RECORD SET: Begin

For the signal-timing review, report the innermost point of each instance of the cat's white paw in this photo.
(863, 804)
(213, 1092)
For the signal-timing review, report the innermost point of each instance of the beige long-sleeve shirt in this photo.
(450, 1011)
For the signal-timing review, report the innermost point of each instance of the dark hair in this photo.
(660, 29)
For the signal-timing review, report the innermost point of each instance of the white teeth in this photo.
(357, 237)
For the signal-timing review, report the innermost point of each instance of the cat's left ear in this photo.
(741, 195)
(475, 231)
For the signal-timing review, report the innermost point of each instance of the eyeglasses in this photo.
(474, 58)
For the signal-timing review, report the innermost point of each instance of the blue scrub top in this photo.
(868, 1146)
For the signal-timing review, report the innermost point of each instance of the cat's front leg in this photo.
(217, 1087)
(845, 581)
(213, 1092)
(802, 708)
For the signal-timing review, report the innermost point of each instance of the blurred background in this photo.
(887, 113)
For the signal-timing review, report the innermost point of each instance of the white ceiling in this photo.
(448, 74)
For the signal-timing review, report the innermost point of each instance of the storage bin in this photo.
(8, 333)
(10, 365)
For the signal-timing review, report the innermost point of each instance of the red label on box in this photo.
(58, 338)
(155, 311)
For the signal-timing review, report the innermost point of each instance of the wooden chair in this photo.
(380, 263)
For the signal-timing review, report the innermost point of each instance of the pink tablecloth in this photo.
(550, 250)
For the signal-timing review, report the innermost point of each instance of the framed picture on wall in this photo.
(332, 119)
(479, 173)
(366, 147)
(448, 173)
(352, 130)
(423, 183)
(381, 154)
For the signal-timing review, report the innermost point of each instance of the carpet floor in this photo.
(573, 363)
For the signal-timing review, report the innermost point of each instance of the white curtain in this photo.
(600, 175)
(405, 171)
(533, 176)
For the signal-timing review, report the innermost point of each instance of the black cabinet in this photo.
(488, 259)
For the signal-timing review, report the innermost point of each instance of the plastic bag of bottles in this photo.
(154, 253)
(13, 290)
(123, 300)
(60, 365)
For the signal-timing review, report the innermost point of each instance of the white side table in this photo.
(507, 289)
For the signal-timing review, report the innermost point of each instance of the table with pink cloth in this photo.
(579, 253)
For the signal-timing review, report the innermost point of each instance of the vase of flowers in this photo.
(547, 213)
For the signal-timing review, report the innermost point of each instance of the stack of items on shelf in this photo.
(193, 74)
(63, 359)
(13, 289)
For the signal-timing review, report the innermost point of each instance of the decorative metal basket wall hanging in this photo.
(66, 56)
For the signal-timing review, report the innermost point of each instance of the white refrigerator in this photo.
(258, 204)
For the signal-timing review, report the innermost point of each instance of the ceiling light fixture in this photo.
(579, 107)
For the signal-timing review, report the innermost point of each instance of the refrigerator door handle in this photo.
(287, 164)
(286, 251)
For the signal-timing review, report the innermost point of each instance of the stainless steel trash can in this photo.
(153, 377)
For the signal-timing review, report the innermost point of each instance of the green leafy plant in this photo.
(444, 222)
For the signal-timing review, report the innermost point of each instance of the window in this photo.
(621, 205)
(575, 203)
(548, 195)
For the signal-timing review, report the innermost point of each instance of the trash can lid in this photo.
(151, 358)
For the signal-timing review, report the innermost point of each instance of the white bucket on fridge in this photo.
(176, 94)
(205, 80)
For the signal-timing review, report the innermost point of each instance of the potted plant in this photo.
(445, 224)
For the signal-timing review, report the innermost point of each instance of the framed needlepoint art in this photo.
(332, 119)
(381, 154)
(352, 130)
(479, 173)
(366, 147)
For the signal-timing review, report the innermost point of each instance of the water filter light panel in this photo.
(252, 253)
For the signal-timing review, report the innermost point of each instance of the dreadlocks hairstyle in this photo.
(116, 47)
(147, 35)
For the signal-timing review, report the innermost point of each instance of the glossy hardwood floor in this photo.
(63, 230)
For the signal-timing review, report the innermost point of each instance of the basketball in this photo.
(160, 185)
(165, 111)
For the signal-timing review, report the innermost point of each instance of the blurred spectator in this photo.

RECORD SET: End

• TASK ITEM
None of the lines before the one containing "leafy plant in this photo." belong in the answer; reproduce that line and all later lines of the records exactly.

• RESPONSE TO THE EXERCISE
For the signal-timing review, report the innermost point of each instance of the green leafy plant in this photo.
(444, 222)
For the signal-timing review, report the innermost point of each instance of the window in this photo.
(621, 205)
(575, 203)
(548, 195)
For the signal-timing review, report the innermost point of each instance of the trash can lid in this photo.
(151, 358)
For the signal-timing review, report the innermost point of each instance of the white bucket on fridge in this photo.
(176, 94)
(205, 80)
For the signal-timing review, report the innermost point of each instance of the potted plant in this photo.
(445, 224)
For the signal-timing review, report the innermost point of each instance of the framed needlepoint art in this photo.
(332, 119)
(381, 154)
(352, 130)
(479, 173)
(366, 147)
For the signal-timing review, report the innermost point of each instance of the water filter light panel in this photo.
(252, 253)
For the signal-timing review, report the innermost point of each instance of the dreadlocks hairstyle in this photo.
(116, 47)
(147, 35)
For the signal-timing review, report the innermost point of each instance of the glossy hardwood floor in this photo.
(63, 230)
For the signal-timing review, report the innermost point of each instance of the basketball in this photo.
(160, 185)
(165, 111)
For the signal-timing review, report the innermost point of each instance of the blurred spectator in this photo.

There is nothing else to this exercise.